- _BRANO CITATO_

>>>>>

Poi c’è il capitolo relativo alle spese di custodia. A Trani qualche anno fa è stato sequestrato un canile dove gli animali venivano tenuti in modo terribile. Nel canile c’erano circa 500 cani, che sono stati quasi tutti dati in custodia alla Lega per la Difesa del Cane. Gestire un sequestro di 500 cani che devono essere tutti i giorni alimentati e curati è davvero difficile, soprattutto se si tratta, come succede in questi casi, di animali diventati problematici per il modo in cui sono stati tenuti. Noi siamo riusciti, anche grazie alla nostra rete capillare di sedi e di attivisti, a trovare una collocazione per quasi tutti questi cani, ma abbiamo maturato spese vive per la loro gestione superiori a 300 mila euro, di cui una parte sono state rimborsate dai Comuni, che erano proprietari della maggior parte degli animali. Ma poi c’era una parte di quei cani che non erano microchippati e dunque non erano formalmente intestati a nessuno. Tra l’altro, nel capo d’imputazione, i gestori di questo canile sono imputati anche di truffa ai danni dei Comuni perché avrebbero, uso il condizionale non essendoci ancora una sentenza di primo grado, trasferito il microchip di cani deceduti su cani non microchippati. In definitiva, c’era un importante numero di cani non di competenza delle amministrazioni, le quali non hanno dunque pagato per le spese di custodia per quegli animali, e ci siamo permessi di chiedere il rimborso delle spese alla Procura, perché era stata quest’ultima a darci l’incarico di custodirli.  Stiamo ancora aspettando, dopo diversi anni, un rimborso di oltre centomila euro. Non ci sono peraltro tabelle, non ci sono tariffe per le spese di custodia degli animali. Ci sono stati persino dei provvedimenti stravaganti di alcuni Magistrati: in un caso un Magistrato ha liquidato le spese di custodia tenendo come riferimento le tabelle per la custodia degli automezzi basata sul loro ingombro. Succede anche questo!
Di provvedimenti non condivisibili in questa materia ce ne sono, purtroppo, davvero tanti. Ultimamente è successo a Brindisi che hanno sequestrato dei maiali che erano tenuti in modo indecoroso da un allevatore che poi li macellava abusivamente. E’ stato aperto un procedimento, in cui viene contestato all’allevatore, tra i vari reati, anche quello di cui al secondo comma dell’art. 727 c.p., cioè la detenzione di animali con modalità non compatibili con le loro caratteristiche etologiche. La ASL ha evidenziato la pericolosità di questi animali per la salute umana, non essendo stati allevati seguendo le corrette procedure e ne ha richiesto la “termodistruzione”. Il Pubblico Ministero ha conseguentemente disposto la “distruzione delle cose in sequestro”. Abbiamo fatto una richiesta in via urgentissima chiedendo di poterli prendere noi in affidamento questi ventuno maiali, essendo noi collegati a centri di recupero di animali salvati dalla macellazione (cosiddetti “santuari”) e nella richiesta ho evidenziato la contraddizione in cui si stava incorrendo, perché nello stesso procedimento in cui si perseguiva l’autore di una condotta di maltrattamento o comunque di mancato rispetto delle esigenze etologiche di quei maiali, questi ultimi finivano con l’essere destinatari, da parte della stessa magistratura, di un ordine di “distruzione”. Questa è la dizione normativa, anche se si tratta di animali, e la cosa ci è sembrata inaccettabile. Queste sono le battaglie che portiamo avanti ogni giorno.

<<<<<

- _INSIEME DI DATI_

>>>>>

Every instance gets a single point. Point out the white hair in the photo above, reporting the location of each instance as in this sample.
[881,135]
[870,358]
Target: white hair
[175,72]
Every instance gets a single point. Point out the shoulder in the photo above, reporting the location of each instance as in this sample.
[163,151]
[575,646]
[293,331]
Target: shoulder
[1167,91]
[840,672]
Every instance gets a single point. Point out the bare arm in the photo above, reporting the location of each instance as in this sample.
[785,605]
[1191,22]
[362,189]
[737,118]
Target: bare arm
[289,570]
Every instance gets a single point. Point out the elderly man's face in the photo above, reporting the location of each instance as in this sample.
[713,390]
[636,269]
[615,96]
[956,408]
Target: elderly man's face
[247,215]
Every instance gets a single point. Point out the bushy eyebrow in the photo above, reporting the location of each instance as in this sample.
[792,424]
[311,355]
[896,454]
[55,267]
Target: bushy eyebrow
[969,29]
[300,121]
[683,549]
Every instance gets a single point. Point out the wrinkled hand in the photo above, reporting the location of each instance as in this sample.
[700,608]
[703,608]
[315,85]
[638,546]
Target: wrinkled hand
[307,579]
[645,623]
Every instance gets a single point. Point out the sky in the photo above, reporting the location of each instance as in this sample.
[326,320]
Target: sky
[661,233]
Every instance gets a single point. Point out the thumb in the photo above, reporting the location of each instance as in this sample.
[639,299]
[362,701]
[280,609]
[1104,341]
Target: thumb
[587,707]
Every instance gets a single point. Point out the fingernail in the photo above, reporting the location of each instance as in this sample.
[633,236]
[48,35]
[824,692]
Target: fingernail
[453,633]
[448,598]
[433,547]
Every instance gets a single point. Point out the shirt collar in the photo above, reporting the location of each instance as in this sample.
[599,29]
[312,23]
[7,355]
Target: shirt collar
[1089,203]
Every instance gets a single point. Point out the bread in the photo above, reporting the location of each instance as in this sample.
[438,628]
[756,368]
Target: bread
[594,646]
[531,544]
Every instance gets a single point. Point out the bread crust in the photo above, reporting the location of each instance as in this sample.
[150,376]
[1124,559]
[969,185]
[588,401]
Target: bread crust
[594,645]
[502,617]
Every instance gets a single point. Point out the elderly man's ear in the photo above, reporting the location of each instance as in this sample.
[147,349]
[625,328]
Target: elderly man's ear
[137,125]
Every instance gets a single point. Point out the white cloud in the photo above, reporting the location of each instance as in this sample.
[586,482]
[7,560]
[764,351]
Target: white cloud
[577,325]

<<<<<

- _COMPITO DA SVOLGERE_
Elenca, nell'ordine in cui compaiono, tutte le parole o espressioni che nel brano citato sono riportate tra virgolette.

- _RISPOSTA ATTESA_
termodistruzione
distruzione delle cose in sequestro
santuari
distruzione